**Problem details:**
Look through the listing below and report the lines that have the word "When" in them.

**Working data:**
----
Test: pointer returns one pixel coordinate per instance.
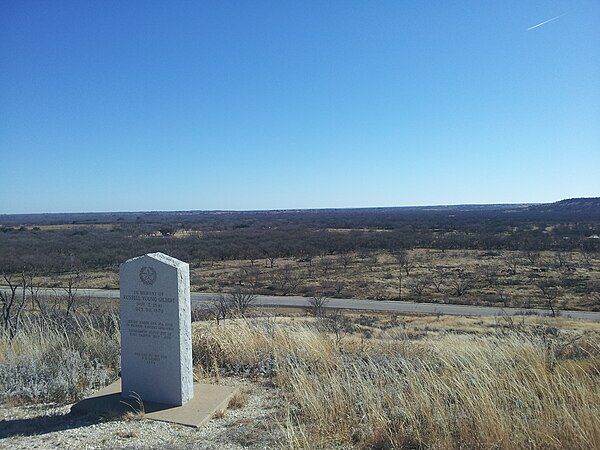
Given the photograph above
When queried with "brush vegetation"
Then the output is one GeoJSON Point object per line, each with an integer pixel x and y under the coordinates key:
{"type": "Point", "coordinates": [356, 380]}
{"type": "Point", "coordinates": [507, 386]}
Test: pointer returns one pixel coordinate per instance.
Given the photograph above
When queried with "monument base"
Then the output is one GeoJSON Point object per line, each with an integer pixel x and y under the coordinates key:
{"type": "Point", "coordinates": [208, 400]}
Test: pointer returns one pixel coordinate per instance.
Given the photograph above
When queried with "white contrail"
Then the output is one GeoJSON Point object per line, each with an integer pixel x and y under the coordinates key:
{"type": "Point", "coordinates": [545, 22]}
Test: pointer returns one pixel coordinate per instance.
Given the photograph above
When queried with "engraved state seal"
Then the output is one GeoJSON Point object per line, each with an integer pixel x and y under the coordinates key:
{"type": "Point", "coordinates": [147, 275]}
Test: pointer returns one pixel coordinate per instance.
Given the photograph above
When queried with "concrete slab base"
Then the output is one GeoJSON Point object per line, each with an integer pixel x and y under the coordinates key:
{"type": "Point", "coordinates": [208, 400]}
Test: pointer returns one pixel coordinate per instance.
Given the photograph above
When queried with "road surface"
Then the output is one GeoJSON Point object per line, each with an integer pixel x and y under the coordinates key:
{"type": "Point", "coordinates": [362, 305]}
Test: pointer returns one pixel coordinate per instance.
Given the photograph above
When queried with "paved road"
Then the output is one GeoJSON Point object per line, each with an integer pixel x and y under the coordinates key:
{"type": "Point", "coordinates": [363, 305]}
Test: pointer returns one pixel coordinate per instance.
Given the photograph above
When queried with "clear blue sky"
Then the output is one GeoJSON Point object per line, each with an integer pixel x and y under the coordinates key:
{"type": "Point", "coordinates": [179, 105]}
----
**Response box:**
When queried with "brush vegetation"
When queried with "monument base"
When queried with "white contrail"
When queried with "engraved state seal"
When queried with "concrete slab base"
When queried with "road surface"
When queried with "paved road"
When queried with "clear blue sky"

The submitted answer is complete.